## Work instructions
Copy each line of the data below with the word "white".

+++ Records supplied

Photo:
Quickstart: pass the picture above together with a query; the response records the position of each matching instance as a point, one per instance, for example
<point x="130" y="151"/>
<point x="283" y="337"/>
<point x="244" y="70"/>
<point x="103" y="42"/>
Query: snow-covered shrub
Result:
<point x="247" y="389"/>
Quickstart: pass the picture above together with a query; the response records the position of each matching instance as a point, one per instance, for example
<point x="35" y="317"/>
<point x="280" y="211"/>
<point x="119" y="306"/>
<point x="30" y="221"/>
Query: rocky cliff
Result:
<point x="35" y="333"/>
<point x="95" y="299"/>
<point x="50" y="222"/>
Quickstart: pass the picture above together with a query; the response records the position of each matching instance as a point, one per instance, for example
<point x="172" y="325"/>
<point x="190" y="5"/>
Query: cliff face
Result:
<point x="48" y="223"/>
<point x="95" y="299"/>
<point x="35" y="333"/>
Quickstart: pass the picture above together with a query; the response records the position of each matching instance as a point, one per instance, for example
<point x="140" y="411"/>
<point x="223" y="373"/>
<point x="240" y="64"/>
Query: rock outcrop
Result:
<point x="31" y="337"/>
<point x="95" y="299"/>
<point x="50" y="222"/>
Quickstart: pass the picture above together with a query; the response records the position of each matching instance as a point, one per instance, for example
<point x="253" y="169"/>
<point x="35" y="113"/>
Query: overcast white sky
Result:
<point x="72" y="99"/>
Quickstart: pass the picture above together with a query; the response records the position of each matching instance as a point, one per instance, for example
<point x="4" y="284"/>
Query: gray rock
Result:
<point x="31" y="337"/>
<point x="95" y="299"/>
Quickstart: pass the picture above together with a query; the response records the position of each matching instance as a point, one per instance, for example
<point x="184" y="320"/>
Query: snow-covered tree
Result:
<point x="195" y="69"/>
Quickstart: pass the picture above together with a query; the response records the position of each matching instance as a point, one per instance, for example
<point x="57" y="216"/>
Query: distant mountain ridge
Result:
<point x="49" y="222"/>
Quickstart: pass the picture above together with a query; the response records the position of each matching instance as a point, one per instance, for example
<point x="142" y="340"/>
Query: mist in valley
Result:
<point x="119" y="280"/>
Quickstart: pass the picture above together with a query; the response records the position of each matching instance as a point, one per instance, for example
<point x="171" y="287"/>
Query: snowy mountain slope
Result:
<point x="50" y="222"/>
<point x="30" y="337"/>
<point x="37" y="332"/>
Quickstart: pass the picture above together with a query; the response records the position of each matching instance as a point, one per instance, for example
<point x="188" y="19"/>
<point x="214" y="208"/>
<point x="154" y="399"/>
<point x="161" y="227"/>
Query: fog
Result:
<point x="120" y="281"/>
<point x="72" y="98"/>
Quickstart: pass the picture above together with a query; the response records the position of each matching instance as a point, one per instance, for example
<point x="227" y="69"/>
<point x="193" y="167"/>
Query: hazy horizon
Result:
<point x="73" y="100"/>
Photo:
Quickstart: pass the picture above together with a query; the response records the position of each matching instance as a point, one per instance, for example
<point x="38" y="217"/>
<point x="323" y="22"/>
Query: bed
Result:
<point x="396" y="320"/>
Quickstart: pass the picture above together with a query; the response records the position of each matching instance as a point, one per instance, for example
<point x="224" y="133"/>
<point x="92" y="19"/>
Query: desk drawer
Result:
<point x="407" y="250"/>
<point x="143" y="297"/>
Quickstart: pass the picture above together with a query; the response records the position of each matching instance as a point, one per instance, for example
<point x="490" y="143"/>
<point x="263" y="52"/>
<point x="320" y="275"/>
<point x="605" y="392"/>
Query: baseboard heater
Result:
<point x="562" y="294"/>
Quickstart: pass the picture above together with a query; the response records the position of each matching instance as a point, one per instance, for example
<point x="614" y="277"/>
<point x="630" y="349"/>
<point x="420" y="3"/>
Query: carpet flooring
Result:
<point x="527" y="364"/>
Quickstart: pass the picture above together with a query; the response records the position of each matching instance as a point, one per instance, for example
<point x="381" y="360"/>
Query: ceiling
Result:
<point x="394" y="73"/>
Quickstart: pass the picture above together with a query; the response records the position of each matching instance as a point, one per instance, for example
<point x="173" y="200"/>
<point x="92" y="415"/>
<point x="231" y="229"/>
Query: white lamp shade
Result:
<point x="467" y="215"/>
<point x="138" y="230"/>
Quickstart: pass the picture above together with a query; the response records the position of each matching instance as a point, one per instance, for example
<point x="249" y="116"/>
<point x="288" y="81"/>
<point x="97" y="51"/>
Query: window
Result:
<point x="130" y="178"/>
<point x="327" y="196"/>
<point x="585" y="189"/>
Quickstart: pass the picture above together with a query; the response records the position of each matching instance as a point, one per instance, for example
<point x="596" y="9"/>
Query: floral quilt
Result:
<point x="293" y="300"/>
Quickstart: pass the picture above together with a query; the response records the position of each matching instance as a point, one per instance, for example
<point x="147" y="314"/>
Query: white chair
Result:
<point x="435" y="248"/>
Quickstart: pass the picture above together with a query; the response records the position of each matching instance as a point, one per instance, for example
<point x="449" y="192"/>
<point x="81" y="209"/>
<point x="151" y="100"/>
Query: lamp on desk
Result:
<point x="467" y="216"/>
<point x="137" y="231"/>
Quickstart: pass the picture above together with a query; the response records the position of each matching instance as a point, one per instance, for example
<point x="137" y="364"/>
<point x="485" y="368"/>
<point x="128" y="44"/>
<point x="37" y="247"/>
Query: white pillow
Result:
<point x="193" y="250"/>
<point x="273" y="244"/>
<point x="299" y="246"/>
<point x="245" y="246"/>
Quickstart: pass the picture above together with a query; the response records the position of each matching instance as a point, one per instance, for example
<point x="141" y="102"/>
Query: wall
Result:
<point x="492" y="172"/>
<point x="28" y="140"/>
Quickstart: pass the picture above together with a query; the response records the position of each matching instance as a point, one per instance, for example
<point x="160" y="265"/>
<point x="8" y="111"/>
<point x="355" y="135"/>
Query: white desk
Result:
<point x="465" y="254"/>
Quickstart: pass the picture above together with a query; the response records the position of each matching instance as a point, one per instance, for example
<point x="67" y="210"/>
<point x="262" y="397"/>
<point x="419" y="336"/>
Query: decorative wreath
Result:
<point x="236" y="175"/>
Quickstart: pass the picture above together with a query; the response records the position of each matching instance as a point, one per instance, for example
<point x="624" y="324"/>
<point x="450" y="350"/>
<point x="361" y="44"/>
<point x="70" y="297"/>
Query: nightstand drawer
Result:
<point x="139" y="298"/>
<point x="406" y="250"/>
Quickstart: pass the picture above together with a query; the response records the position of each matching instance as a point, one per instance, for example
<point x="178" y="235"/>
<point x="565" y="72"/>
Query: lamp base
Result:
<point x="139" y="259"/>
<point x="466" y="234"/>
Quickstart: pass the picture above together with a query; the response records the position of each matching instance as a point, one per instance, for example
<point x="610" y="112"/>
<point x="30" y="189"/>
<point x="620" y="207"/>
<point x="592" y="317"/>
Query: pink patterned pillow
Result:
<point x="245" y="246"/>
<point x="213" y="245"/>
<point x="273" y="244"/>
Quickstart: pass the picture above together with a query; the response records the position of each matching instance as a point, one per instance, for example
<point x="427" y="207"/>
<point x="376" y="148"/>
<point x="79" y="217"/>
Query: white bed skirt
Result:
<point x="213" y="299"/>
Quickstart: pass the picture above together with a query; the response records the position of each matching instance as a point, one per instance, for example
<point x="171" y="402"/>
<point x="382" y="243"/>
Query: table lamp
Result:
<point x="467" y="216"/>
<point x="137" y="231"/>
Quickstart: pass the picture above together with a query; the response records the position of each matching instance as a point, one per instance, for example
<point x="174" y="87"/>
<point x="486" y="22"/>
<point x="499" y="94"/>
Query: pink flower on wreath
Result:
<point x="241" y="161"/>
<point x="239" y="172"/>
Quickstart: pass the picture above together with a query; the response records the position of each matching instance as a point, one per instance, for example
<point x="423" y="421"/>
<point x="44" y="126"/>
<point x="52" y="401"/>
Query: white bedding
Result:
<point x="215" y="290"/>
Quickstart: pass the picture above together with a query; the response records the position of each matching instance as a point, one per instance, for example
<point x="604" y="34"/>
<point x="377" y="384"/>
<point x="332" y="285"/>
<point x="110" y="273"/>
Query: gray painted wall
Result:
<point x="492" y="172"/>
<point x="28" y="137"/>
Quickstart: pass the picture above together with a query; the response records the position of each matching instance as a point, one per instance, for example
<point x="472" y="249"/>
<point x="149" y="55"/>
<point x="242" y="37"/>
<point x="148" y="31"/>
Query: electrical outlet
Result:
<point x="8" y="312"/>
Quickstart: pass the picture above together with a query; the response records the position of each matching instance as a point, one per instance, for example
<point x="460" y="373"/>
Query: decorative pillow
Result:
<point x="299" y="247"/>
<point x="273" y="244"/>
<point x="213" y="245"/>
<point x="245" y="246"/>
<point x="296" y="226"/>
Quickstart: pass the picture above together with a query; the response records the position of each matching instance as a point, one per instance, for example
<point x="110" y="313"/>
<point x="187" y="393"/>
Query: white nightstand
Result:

++++++

## Result of this exercise
Query: overcast white sky
Query: white lamp shade
Query: white chair
Query: white pillow
Query: white desk
Query: white bed skirt
Query: white bedding
Query: white nightstand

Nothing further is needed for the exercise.